● **Task 1**
According to the post on colons in Haskell, which functional languages other than Haskell use a single colon for types?
● **Task 2**
Continue the post on colons in Haskell from its final line.

● **Excerpt**
┌──
Friday, November 23, 2018

Counting the Cost of Colons in Haskell

Summary: Haskell uses :: as the type operator. That was a mistake that costs us over 1 million characters of source code.

Haskell uses :: for type annotations, e.g. (1 :: Int). Most other FP languages with types use :, including Scala, OCaml, Agda, Idris and Elm. Haskell uses : for list cons, so you can write:

myList = 1:2:[] :: [Int]

Whereas in other languages you write:

myList = 1::2::[] : [Int]

Moreover, the reason Haskell preferred :: was the belief that if the cons operator was :: then people would quite naturally insert spaces around it, giving:

myList = 1 :: 2 :: [] : [Int]

The final program is now noticeably longer than the original. Back when people first invented Haskell, I imagine they were mainly list manipulation operations, whereas now plenty of libraries work mainly at the type level. That raises the question - would Hackage be shorter or longer if we used : for types?

Method

I downloaded the latest version of every Hackage package. For each .hs file, I excluded comments and strings, then counted the number of instances of : and ::, also noting whether there were spaces around the :. The code I used can be found here.

Results

  • Instances of :: = 1,991,631
  • Instances of : = 265,880 (of which 79,109 were surrounded by two spaces, and 26,931 had one space)
└──
● **Data provided**
┌──
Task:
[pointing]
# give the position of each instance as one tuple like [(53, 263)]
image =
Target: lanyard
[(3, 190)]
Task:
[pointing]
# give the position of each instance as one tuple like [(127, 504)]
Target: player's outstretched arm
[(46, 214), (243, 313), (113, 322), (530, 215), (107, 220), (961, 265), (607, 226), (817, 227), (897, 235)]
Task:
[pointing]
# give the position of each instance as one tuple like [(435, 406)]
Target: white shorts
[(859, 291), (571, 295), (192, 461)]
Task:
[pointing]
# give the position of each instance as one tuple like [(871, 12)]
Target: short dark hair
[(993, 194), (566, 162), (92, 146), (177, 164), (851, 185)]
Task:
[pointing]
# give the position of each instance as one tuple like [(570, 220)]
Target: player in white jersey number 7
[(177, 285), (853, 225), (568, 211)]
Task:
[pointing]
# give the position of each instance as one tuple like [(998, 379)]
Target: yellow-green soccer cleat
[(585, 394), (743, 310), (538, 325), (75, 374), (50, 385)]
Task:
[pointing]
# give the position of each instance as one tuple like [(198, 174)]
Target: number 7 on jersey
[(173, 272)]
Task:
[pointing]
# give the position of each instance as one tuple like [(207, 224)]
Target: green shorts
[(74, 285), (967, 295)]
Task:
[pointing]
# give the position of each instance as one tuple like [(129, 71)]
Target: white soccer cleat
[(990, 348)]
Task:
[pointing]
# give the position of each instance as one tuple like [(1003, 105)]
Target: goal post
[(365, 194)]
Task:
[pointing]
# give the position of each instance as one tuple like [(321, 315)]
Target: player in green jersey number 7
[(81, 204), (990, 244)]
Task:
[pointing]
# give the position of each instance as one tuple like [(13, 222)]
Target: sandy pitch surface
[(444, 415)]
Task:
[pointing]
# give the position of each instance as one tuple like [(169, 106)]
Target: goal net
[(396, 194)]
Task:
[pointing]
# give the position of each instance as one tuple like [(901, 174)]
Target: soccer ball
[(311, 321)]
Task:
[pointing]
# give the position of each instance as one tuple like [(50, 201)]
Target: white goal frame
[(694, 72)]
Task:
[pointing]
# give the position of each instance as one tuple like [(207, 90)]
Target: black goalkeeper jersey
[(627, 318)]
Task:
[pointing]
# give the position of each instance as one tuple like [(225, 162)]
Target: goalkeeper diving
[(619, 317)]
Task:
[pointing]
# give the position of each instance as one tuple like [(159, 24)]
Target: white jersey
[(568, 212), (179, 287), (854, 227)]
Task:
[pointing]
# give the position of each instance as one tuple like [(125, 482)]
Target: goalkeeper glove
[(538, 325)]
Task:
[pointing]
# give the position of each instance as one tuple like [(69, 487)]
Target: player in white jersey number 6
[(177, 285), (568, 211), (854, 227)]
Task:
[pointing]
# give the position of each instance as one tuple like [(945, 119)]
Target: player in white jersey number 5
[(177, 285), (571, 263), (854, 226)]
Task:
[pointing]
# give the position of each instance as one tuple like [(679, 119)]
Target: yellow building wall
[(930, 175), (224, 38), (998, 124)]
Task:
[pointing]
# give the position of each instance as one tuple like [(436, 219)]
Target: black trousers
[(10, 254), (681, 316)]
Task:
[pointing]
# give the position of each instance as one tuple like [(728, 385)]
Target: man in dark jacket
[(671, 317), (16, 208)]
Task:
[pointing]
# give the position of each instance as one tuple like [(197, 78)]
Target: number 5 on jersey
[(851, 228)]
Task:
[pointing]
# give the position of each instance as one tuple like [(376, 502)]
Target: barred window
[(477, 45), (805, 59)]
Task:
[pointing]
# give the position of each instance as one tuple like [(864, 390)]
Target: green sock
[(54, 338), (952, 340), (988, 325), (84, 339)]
└──
● **Output 1**
Scala, OCaml, Agda, Idris and Elm.

● **Output 2**
Discussion

Assuming we didn't add/remove any spaces, switching the symbols would have saved 1,725,751 characters. If we assume that everyone would have written :: with spaces, that saving drops to 137,9140 characters. These numbers are fairly small, representing about 0.17% of the total 993,793,866 characters on Hackage.

Conclusion

The Haskell creators were wrong in their assumptions - type should have been :.

Update: the first version of this post had numbers that were too low due to a few bugs, now fixed.

5 comments:

Daniel Bergey said...

Thank you for this empirical confirmation of my long-held belief. I only regret that in posting now, you may have missed the chance for a 1 April Haskell Prime proposal.

Neil Mitchell said...

Daniel: This feature is so great that I'm not sure we can wait til 1st April for the proposal.

MichaƂ said...

I put this post in my Hall of Fame of parodies.
Especially liked the "0.17%" note ;-).

atravers said...

...and has been duly noted at https://wiki.haskell.org/Nitpicks.

to Mr David Turner;

Could you please enlighten the rest of us, and future generations, as to why you used a single colon for the cons data constructor in Miranda(R) (along with - IIRC - SASL and KRC)?

I'm assuming that choice was one crucial factor in Haskell now having the same syntax.

Thank you.

Carl said...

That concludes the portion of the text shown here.